* [Given text]:
↓

But as his empire of electricity monopolies grew, some important critics questioned whether the prices charged by the Insull companies were as low as they could be.
Fearing extortion by corrupt city councils, Insull lobbied for a system of state regulation of electricity monopolies. Between 1907 and 1916, a majority of the states would go to such a system.
By the late 1920s, Insull had an even more powerful enemy. Franklin D. Roosevelt, the governor of New York, commissioned a study showing that publicly owned hydroelectric power in Ontario was far cheaper than private electricity generated in the United States by what Roosevelt called the “power trust.”
“We have permitted private corporations to monopolize the electrical industry and sell electricity at the highest rates they could obtain,” he said in 1930.
Insull and the industry group he started, the National Electric Light Association, fought back.
They did so partly on patriotic grounds, calling public ownership of power companies “the Bolshevik idea.”
To reinforce the point, Insull encouraged widespread ownership of stocks and bonds in his companies.
Starting with employee stock clubs, Insull soon had those in even the lowliest jobs hawking Insull stocks to their families, friends and neighbors.
It created an army of small owners in his companies — and a lot of votes for politicians who said the government should stay out of the electricity business.
By 1926, that army was large indeed. Half a million people held bonds in Insull companies. Even more, 600,000, owned stock.

↑

* [Work to do]:
(1) Please list every specific year (not a decade) that appears in the passage on Samuel Insull's electricity monopolies, in the order they occur.
(2) Continue the passage on Insull's electricity monopolies with the next few sentences after its final line.

* [Extracted material]:

↓

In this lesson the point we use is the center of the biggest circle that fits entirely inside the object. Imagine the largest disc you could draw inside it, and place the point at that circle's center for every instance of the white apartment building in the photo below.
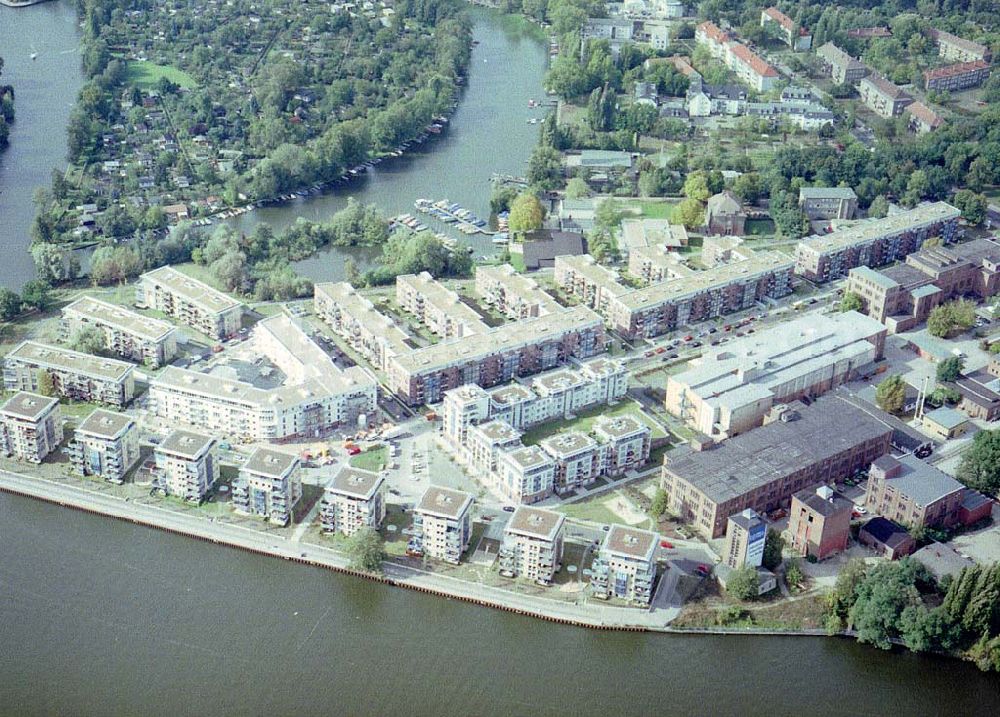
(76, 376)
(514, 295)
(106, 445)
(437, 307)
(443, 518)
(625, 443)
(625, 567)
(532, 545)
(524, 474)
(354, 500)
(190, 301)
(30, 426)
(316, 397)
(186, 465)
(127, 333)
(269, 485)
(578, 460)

↑

* [Task-by-task outputs]:
(1) 1907, 1916, 1930, 1926

(2)
Such widespread ownership at first provided Insull with important political support – and with capital to keep expanding his electricity empire. But it would later aid in his downfall.
Certainly, Insull’s collapse left an undeniable legacy.
State regulators passed strict accounting rules to better monitor the profits monopoly utilities were extracting from their customers. The result was the “cost plus” rate system that reigned everywhere until the advent of electricity “deregulation” in the past decade.
Within three years, Congress also passed the Public Utilities Holding Company Act, which barred a holding company from owning electric utilities that weren’t interconnected.
The series of articles was written by Schladen as part of a six-month fellowship at Kiplinger Program in the John Glenn School at Ohio State University, which may explain the historical depth. I found the article’s brief comparing of Insull to Al Capone to be objectionable — unless Insull was having the competition murdered instead of just buying them out, these two Chicago men ought not be so breezily linked. I’d quibble with a few other things if pressed. Overall, though, this part of the series is pretty good for a newspaper story. I hope the other sections are as good.